Output the full set of records exactly.

(GIVEN DATA)

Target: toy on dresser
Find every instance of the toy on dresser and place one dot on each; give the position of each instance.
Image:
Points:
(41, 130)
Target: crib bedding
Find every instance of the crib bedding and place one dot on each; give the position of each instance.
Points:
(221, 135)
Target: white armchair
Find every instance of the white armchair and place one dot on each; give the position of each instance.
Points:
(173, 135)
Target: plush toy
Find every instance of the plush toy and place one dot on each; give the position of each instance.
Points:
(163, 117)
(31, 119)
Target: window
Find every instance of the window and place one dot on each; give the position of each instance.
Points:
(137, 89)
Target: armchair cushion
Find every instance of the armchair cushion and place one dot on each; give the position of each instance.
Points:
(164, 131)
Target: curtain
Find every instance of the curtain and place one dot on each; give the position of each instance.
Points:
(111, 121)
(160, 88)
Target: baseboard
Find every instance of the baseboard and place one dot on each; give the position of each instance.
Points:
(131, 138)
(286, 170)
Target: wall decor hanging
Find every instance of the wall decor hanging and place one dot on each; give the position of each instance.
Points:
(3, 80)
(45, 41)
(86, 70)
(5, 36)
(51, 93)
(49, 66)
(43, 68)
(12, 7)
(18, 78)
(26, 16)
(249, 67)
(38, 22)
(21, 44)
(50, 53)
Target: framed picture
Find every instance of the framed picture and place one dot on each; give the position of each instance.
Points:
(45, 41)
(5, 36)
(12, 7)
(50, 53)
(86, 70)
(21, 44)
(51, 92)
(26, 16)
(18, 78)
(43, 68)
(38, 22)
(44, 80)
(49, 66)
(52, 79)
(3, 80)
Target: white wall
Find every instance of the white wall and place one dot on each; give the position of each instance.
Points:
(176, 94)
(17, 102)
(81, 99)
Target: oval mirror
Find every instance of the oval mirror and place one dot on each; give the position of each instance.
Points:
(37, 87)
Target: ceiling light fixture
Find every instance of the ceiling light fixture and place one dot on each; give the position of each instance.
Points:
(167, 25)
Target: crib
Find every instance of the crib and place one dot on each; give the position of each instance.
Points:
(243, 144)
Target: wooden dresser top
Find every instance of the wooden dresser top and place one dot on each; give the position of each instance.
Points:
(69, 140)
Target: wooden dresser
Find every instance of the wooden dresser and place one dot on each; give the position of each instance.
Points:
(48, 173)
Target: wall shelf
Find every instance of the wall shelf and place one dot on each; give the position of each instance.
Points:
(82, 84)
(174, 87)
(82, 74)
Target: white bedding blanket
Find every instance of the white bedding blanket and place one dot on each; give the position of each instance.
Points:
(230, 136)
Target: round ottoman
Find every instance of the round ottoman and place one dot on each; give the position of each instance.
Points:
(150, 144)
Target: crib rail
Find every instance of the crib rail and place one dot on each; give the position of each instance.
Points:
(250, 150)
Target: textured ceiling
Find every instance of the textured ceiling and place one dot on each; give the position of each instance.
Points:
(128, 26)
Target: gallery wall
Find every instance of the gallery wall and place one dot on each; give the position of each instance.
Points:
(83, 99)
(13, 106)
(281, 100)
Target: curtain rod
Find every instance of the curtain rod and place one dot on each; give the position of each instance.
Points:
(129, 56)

(End GIVEN DATA)

TASK SOLUTION ▸
Target: toy on dresser
Find every instance of the toy on dresser and place one dot on each; give the position of each instance.
Image:
Points:
(41, 130)
Target: crib bedding
Find every instance of the crib bedding and place one dot on each; give the position of each instance.
Points:
(221, 135)
Target: white armchair
Find every instance of the white armchair and place one dot on each; give the position of each instance.
Points:
(173, 135)
Target: plush toy
Find every instance of the plush toy and place one dot on each; give the position of each instance.
Points:
(163, 117)
(31, 119)
Target: window
Find every instance of the window and place one dot on each; give the position of each instance.
Points:
(137, 89)
Target: armchair cushion
Find every instance of the armchair cushion and place one dot on each; give the position of each instance.
Points:
(164, 131)
Target: curtain
Find every instance of the curtain and place one dot on each; give the position of each instance.
Points:
(111, 121)
(160, 88)
Target: baseboard
Find every instance of the baseboard and place one dot on each; give the position of each instance.
Points:
(131, 138)
(286, 170)
Target: wall decor hanging
Find every instance of the wall decor hanging and place one dot on each; give the position of each instance.
Points:
(3, 80)
(45, 41)
(86, 70)
(5, 36)
(51, 93)
(49, 66)
(43, 68)
(12, 7)
(18, 78)
(26, 16)
(249, 67)
(38, 22)
(21, 44)
(50, 53)
Target: framed picture
Find every instance of the framed picture and place one dot on each; give the position of each instance.
Points:
(45, 41)
(5, 36)
(12, 7)
(50, 53)
(86, 70)
(21, 44)
(51, 92)
(26, 16)
(18, 78)
(43, 68)
(38, 22)
(44, 80)
(49, 66)
(52, 79)
(3, 80)
Target: white wall
Find every instance of the white wall and place one dot on each; give the position of each instance.
Points:
(176, 94)
(17, 102)
(81, 99)
Target: oval mirror
Find every instance of the oval mirror and place one dot on each; give the position of each instance.
Points:
(37, 87)
Target: ceiling light fixture
Find every instance of the ceiling light fixture and place one dot on each; give the position of each instance.
Points:
(167, 25)
Target: crib
Find every instance of the crib and place one dot on each; give the position of each instance.
Points:
(243, 144)
Target: wooden dresser top
Find every instance of the wooden dresser top and place one dot on each; give the position of each instance.
Points:
(69, 140)
Target: wooden dresser
Find every instance of the wooden dresser and place one dot on each; give the position of each instance.
Points:
(48, 173)
Target: wall shelf
Find every instance of the wall shelf and place one dot on each; give the position of each instance.
Points:
(82, 84)
(174, 87)
(82, 74)
Target: white bedding blanket
Find every instance of the white bedding blanket and place one dot on each; give the position of each instance.
Points:
(230, 136)
Target: round ottoman
Find every instance of the round ottoman and place one dot on each; give the position of each instance.
Points:
(150, 144)
Target: crib rail
Find every instance of the crib rail and place one dot on each; give the position of each instance.
Points:
(250, 150)
Target: textured ceiling
Find every instance of the textured ceiling and place one dot on each; give the position of each instance.
Points:
(128, 26)
Target: gallery wall
Find every instance of the gallery wall and place one dot on each; give the position of each instance.
Points:
(83, 99)
(13, 106)
(281, 100)
Target: curtain rod
Find every instance of the curtain rod and place one dot on each; give the position of each instance.
Points:
(129, 56)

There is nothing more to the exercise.